WORK INSTRUCTION: Beginning with the first entry, restate the data word for word and leave out the images.

Point-per-instance localization data:
○ ○ ○ ○ ○ ○ ○

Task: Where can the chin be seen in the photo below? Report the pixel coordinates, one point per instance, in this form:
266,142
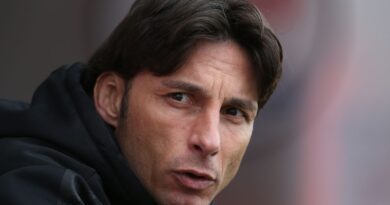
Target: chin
183,199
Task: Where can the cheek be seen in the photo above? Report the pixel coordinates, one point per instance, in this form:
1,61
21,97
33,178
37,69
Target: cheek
234,146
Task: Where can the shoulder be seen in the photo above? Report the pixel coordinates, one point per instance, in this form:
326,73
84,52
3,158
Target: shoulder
34,173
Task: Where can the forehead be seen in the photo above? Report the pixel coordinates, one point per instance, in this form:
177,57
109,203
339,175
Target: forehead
224,65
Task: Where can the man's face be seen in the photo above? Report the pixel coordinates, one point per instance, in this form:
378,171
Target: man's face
184,134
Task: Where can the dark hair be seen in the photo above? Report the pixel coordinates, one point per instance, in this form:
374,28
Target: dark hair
159,35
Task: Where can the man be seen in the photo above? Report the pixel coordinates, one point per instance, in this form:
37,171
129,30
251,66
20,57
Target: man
162,113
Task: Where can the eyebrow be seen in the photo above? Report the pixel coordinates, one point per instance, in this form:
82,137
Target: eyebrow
249,105
189,87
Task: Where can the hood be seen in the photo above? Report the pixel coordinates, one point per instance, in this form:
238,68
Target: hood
63,115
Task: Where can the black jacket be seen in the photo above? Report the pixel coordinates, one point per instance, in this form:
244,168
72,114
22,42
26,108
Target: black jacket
58,150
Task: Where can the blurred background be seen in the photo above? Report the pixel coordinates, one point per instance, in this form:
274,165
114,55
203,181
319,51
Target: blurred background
324,137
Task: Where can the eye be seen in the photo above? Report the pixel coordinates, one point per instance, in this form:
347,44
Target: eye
179,97
234,112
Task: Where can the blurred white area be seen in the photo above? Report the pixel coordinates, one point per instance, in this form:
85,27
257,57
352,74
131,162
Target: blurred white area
324,137
365,124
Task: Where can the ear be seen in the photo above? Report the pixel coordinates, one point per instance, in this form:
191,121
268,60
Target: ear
108,93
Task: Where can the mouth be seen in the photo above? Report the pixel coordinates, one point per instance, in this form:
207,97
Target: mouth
194,180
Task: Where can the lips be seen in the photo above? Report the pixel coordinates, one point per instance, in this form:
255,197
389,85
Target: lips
194,179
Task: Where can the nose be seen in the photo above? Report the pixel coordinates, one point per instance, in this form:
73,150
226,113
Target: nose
205,137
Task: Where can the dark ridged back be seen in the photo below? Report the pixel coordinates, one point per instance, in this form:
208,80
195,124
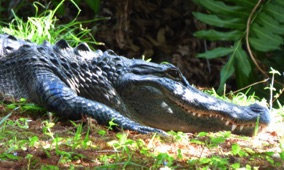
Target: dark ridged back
90,74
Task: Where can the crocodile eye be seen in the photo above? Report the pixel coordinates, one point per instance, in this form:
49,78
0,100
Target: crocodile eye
174,73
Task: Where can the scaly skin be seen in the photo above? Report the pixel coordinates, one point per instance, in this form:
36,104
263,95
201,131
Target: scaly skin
137,95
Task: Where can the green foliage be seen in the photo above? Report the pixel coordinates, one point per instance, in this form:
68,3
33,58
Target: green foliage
263,33
43,27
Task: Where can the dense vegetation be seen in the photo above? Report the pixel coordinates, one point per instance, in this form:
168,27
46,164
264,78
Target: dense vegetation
32,139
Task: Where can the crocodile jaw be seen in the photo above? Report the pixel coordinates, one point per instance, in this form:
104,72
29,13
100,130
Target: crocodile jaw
170,105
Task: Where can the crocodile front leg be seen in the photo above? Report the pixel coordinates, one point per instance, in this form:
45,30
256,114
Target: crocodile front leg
56,96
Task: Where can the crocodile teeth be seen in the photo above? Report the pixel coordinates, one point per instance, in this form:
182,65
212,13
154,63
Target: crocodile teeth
227,123
234,127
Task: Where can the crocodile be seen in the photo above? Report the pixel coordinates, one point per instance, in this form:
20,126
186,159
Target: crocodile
137,95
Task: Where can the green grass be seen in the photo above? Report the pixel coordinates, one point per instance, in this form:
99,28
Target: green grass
32,139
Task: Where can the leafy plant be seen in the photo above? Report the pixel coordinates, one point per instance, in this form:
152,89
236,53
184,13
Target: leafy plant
43,27
251,27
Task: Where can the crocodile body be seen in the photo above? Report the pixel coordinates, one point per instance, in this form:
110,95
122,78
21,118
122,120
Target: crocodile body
137,95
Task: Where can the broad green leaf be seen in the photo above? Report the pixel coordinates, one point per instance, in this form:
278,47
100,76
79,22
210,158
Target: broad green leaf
214,20
217,35
216,52
220,7
278,2
275,10
226,72
244,3
257,45
243,63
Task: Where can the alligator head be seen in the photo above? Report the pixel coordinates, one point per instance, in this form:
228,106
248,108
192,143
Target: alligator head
159,96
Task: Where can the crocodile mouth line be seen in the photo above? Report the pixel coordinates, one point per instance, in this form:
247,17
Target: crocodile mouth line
227,121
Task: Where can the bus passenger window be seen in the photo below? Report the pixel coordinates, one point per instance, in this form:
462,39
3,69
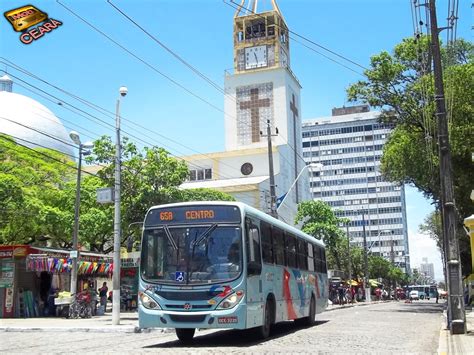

○ ○ ○ ○ ○ ○ ○

EXERCISE OUTPUT:
Task: Where can the chin be seen in the photo below? Report the pixel coordinates, one point per instance, in this form:
266,142
Target: chin
183,199
Task: Where can the cheek be seen in the photo above? Report the pixel coordinates, one point per instance, in this form:
1,61
21,97
33,178
37,69
Target: cheek
234,146
Task: Where can the shoulder be seen in the photo above? Report the pixel coordinates, one point per instance, in this form:
326,73
84,52
3,158
Target: shoulder
34,173
Task: Where can the forehead be seen in the photo above? Report the pixel coordinates, one point per instance, in this form:
177,57
109,203
339,175
Target: forehead
224,65
Task: Where can the man's face be seen in the photo above? Report the pixel coordinates, one point per instance, in this form:
378,171
Target: man's face
184,134
Task: Where can the dark hair be seen in the photo above? Report the pixel coordinates, one point per instance, in this form:
374,28
Target: dark hair
159,35
Task: Where can the man be seen in the photo above? Report the pixel coordinates, one point per instance, in this form:
37,171
129,30
251,66
20,57
Target: man
162,113
Task: Where can the eyebrow be seen in the photo above? Report the pixel coordinates, one point per instance, in this form:
82,137
Target: eyebrow
249,105
189,87
Task: Where can the hood be seen in the photo above? Report the pixel coordinates, one point per instance, in this form:
238,68
Target: hood
63,115
Task: Where can the black jacket be seen in the photo above? Report the pixel coordinates, one point per instance, in this form:
244,168
72,114
22,42
26,108
Target: black jacket
58,150
Task: Where can the blurred background be seen in the photo above? Report the pixel coordinates, one point per instance, in this form:
274,165
114,55
203,181
319,51
Target: blurred background
324,137
Task: Where can the eye be seen in the photo above? Report the pixel coordinates, one point per instance, in this form:
347,44
Target: eye
179,97
234,112
Task: Where can the blurred white area be seen in the photo above? Report the pixel coordinates, one point per instance, in this form:
85,27
257,57
352,74
131,162
Target: blurred white area
324,137
365,124
Task: Where can the ear be seen in the photo above? Report the pixel coordinates, one point per instance, in this form:
191,121
268,60
Target: ear
108,93
Task: Where can the mouth be seen in the photo above? Report the pixel coordinates, one point per instance, in this form:
207,97
Target: mouth
194,180
Task: Where can the lips be seen in the photo above? Report the pixel coordinates, one point per instance, in this form:
255,197
389,85
Target: lips
194,179
Task: Where can the nose be seen in the photo above? Report the pixel coordinates, one point per instance, in this form:
73,150
226,113
Target: nose
205,137
Task: Where can the dark ridged back be seen in the photo below? Report the pixel coordinates, one point per instance, in this form:
208,80
195,124
Target: dark ridged back
90,74
Task: Where can the crocodile eye be seen in the photo above? Report the pixel coordinates, one point per instance, in this form:
49,78
0,100
Target: crocodile eye
174,73
Task: Where can the scaly skin be seen in the photo above? Report the pixel coordinates, one point per instance, in this form:
36,104
263,95
201,131
Target: scaly skin
137,95
Task: Where can the green foliage be seen in the photo above? Report the pixel coordinates, one point per instance, in this form:
68,3
33,58
Target: green foliage
263,33
43,27
Task: Where can the dense vegetation be seen in the photo above? Report the pixel coordinates, one point per instance, in this form:
168,27
46,164
264,78
Target: dense vegetation
32,139
Task: Where can the crocodile jaw be seen in the photo above? Report the pixel coordinates, one point per instance, in this form:
104,72
29,13
100,130
Target: crocodile jaw
170,105
Task: Where can the crocodile front leg be seen in the photo above? Report the pixel coordinates, one point per instance, in this form:
45,30
256,114
Target: crocodile front leg
56,96
Task: Where can the crocodile teeth be seen in the photo above? Report the pixel coordinates, one point per instance, in this form:
182,65
212,13
154,63
Target: crocodile teeth
227,123
234,127
Task: Where can the crocodile be seen in the photo above? Report the pixel coordinates, one point per instance, in this form:
20,126
186,159
Target: crocodile
137,95
Task: Where can the green grass be seen in the photo above? Report the pixel coordinates, one point per instance, in this form:
99,28
Target: green grass
32,139
Task: Where can the leafy plant be seen in the photo above? Report the pixel coordinates, one point per instance, in this form:
152,89
236,53
184,13
Target: leafy plant
43,27
251,27
Task: Where can the crocodile body be seen in the photo above? Report the pixel coordinates, one point per instance, in this form:
110,95
122,78
21,118
122,120
Target: crocodile body
137,95
Task: Where can the broad green leaf be seen in the photo above? Report the pixel coordinates, one point per instance, in this form:
278,47
100,76
79,22
210,158
Target: broad green leaf
214,20
217,35
216,52
220,7
278,2
275,10
226,72
244,3
257,45
243,63
Task: Where can the alligator head be seen in the photo above? Report the pixel coordinates, one point per instance, in this form:
228,106
248,108
192,143
Target: alligator head
159,96
Task: Where can the crocodile mouth line be seen in the photo above? Report the pixel coordinates, one point per instance, in this form:
247,17
Target: crocodile mouth line
227,121
Task: Where can the bus passenger window be seen in the photo below? Report the pixel coordinates, one point per instance, in this form:
462,39
3,69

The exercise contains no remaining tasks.